**WRITTEN PROBLEM**
Identify the line in which "TARGET = wooden floor" appears, then reproduce that line and all remaining lines of the records word for word.

** Start MATERIAL FOR THIS EXERCISE **

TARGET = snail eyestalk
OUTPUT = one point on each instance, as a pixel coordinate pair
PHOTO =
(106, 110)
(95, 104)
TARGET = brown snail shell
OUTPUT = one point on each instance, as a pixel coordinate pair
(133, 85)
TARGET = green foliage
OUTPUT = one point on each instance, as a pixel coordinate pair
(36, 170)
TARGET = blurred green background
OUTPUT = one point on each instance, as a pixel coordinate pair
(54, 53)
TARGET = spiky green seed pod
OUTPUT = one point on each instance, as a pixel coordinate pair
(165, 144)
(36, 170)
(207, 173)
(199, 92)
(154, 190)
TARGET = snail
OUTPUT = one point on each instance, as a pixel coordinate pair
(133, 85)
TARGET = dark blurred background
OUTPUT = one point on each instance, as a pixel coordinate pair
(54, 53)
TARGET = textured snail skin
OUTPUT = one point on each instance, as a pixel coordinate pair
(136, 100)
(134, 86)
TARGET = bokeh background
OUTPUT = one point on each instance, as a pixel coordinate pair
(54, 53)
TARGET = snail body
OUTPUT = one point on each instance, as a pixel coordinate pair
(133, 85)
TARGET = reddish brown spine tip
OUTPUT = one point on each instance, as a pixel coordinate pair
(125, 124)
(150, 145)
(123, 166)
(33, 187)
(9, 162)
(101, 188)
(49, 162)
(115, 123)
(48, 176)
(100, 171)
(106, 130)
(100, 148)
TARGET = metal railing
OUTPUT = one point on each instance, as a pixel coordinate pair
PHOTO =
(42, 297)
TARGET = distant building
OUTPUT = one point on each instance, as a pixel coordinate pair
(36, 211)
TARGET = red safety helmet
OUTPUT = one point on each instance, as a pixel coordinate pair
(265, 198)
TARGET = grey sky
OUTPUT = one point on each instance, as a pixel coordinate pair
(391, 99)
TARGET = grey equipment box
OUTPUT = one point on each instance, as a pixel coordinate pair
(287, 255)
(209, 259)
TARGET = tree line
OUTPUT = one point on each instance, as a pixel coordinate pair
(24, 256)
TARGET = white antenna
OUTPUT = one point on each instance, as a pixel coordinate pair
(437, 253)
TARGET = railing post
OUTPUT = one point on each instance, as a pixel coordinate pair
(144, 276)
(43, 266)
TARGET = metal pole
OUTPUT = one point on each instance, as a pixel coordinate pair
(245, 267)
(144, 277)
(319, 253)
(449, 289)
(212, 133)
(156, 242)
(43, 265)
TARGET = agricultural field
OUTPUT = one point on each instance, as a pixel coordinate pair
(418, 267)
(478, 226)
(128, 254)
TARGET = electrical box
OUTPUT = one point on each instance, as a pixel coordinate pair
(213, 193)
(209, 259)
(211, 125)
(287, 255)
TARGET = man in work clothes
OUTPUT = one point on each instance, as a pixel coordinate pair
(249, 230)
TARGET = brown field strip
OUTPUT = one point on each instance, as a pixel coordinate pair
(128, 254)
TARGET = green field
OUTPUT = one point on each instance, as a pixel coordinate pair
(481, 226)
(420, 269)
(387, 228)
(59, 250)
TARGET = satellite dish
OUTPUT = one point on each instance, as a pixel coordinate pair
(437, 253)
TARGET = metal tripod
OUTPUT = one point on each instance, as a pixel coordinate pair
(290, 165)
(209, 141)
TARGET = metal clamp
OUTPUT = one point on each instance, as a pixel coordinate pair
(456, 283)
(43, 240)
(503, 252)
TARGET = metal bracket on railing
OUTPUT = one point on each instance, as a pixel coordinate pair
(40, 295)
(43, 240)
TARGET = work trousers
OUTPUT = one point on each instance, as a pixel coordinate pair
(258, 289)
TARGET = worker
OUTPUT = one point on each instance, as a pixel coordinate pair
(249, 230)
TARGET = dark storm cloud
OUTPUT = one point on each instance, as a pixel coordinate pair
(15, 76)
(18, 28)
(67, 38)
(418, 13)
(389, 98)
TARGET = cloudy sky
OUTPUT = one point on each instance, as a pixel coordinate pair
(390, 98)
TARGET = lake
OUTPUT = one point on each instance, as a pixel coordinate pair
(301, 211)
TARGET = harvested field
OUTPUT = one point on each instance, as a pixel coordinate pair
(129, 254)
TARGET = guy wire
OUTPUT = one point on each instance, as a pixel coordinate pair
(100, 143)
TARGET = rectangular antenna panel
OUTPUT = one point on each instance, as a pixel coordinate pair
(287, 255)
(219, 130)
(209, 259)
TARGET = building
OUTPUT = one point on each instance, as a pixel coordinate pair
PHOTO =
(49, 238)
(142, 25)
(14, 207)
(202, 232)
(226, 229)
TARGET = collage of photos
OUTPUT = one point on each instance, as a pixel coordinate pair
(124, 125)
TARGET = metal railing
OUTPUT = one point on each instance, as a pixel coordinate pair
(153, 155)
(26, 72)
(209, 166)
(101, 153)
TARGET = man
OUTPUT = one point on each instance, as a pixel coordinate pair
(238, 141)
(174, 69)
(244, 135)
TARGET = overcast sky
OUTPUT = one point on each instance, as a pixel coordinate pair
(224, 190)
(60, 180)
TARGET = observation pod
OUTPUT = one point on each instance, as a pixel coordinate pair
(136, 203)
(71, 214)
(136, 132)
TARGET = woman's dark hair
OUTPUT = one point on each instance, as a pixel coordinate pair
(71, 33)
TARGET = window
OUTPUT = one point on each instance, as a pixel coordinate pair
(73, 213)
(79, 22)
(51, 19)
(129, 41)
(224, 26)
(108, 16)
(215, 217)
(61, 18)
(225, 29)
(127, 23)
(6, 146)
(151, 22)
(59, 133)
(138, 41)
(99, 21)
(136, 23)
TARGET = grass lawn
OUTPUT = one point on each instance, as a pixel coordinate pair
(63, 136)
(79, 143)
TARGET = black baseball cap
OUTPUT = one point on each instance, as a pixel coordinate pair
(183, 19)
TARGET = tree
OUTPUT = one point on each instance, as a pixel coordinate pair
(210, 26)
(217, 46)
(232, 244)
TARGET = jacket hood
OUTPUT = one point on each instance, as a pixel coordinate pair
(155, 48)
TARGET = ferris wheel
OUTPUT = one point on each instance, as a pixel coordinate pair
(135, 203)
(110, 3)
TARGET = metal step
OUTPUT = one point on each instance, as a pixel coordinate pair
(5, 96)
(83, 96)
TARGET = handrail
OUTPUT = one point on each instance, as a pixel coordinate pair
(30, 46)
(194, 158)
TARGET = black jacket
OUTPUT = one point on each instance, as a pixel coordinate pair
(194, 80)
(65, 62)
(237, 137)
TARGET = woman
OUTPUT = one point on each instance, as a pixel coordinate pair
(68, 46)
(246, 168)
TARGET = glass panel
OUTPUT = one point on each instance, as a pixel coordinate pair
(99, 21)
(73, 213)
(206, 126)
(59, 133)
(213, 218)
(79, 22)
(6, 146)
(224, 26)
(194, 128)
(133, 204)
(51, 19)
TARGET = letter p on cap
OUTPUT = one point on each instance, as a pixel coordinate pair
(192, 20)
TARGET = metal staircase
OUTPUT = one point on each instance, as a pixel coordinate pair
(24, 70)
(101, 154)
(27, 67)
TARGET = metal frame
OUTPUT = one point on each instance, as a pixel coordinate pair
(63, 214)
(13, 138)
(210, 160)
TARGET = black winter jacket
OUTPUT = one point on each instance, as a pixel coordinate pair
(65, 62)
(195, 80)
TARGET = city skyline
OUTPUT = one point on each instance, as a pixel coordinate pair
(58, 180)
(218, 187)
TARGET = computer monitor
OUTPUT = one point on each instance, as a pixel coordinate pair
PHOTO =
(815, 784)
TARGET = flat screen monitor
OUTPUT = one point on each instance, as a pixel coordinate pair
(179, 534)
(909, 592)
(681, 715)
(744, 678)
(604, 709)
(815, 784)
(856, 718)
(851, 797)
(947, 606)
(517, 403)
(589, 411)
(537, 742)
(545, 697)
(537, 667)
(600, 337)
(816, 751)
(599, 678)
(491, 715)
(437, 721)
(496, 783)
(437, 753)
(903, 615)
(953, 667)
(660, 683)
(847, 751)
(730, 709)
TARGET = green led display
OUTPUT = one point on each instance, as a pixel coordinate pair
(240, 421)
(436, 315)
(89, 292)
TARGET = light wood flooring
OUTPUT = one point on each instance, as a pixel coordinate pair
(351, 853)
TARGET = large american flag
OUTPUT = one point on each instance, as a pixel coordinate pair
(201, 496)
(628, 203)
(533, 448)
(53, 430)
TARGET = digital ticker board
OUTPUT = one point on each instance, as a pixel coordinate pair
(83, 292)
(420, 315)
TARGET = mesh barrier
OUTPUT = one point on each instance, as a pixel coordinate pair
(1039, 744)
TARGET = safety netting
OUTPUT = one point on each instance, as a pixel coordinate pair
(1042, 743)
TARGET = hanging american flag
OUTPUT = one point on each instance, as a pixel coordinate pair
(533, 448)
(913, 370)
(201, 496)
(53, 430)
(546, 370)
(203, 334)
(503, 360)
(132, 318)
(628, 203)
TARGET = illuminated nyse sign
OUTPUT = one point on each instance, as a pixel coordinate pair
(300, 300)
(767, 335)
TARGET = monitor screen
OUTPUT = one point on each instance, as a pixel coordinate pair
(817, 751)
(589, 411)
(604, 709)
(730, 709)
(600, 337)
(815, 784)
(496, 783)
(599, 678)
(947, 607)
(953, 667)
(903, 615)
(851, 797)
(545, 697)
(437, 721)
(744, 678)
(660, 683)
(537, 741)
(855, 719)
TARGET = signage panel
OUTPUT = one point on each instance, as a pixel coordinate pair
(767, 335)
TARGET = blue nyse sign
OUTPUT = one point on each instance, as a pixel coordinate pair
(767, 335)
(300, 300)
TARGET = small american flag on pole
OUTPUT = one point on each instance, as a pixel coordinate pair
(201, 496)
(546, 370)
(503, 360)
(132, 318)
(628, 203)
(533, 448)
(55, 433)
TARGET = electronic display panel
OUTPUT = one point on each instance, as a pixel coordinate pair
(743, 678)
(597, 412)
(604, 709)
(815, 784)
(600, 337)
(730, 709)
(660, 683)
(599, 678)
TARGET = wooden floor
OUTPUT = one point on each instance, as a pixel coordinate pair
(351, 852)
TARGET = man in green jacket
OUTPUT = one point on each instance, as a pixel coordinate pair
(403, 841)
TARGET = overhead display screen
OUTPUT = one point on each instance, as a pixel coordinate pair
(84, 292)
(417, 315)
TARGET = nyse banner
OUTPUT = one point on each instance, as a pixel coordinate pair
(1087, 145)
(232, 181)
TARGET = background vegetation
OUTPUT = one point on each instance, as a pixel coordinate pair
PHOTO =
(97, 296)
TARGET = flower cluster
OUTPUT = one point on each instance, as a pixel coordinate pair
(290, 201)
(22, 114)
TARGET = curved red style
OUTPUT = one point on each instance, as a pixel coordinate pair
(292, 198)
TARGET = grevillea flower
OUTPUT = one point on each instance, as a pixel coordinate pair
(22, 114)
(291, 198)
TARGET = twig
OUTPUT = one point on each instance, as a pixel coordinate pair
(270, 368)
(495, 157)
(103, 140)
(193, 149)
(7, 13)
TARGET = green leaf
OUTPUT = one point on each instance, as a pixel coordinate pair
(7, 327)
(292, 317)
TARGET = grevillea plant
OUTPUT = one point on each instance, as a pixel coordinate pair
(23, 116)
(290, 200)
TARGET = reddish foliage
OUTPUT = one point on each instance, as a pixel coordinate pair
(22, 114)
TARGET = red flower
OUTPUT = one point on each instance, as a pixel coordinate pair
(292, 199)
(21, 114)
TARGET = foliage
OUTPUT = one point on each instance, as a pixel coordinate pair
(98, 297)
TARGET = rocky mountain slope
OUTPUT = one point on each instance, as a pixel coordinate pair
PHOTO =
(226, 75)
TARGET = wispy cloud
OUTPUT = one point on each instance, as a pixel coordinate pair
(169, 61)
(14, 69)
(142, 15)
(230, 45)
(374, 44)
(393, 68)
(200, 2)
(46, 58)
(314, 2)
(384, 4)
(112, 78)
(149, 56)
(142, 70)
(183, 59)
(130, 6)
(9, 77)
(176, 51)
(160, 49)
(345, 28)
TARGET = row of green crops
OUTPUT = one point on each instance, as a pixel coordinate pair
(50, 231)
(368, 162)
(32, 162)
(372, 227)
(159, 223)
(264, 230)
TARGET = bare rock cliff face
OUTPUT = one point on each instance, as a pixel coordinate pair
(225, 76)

** End MATERIAL FOR THIS EXERCISE **

**CORRECT ANSWER**
TARGET = wooden floor
OUTPUT = one point on each instance, as a pixel coordinate pair
(351, 852)
TARGET = man in green jacket
OUTPUT = one point on each instance, as a pixel coordinate pair
(403, 841)
TARGET = overhead display screen
OUTPUT = one point on each instance, as a pixel coordinate pair
(84, 292)
(417, 315)
TARGET = nyse banner
OUTPUT = one point on each instance, as a pixel coordinate pair
(1087, 145)
(232, 181)
TARGET = background vegetation
OUTPUT = one point on each instance, as a pixel coordinate pair
PHOTO =
(97, 296)
TARGET = flower cluster
OUTPUT = one point on each instance, as a pixel coordinate pair
(290, 201)
(22, 114)
TARGET = curved red style
OUTPUT = one point on each instance, as a pixel coordinate pair
(292, 198)
TARGET = grevillea flower
OUTPUT = one point on each instance, as a pixel coordinate pair
(22, 114)
(291, 198)
TARGET = twig
OUTPUT = one point on each instance, as a pixel coordinate pair
(270, 368)
(495, 157)
(103, 140)
(193, 149)
(7, 13)
TARGET = green leaf
OUTPUT = one point on each instance, as a pixel coordinate pair
(7, 327)
(292, 317)
TARGET = grevillea plant
OUTPUT = one point on each instance, as a pixel coordinate pair
(23, 116)
(290, 200)
TARGET = reddish foliage
OUTPUT = one point on each instance, as a pixel coordinate pair
(22, 114)
TARGET = red flower
OUTPUT = one point on each instance, as a pixel coordinate pair
(292, 199)
(21, 114)
TARGET = foliage
OUTPUT = one point on each instance, as a pixel coordinate pair
(98, 297)
TARGET = rocky mountain slope
OUTPUT = one point on each instance, as a pixel coordinate pair
PHOTO =
(226, 75)
TARGET = wispy cloud
OUTPUT = one point on each instance, as a pixel coordinate pair
(169, 61)
(14, 69)
(142, 15)
(230, 45)
(374, 44)
(393, 68)
(200, 2)
(46, 58)
(314, 2)
(384, 4)
(112, 78)
(149, 56)
(142, 70)
(183, 59)
(130, 6)
(9, 77)
(176, 51)
(160, 49)
(345, 28)
TARGET = row of green crops
OUTPUT = one point on each instance, as a pixel coordinate pair
(50, 231)
(368, 162)
(32, 162)
(372, 227)
(159, 223)
(264, 230)
TARGET = bare rock cliff face
OUTPUT = one point on each instance, as a pixel coordinate pair
(225, 76)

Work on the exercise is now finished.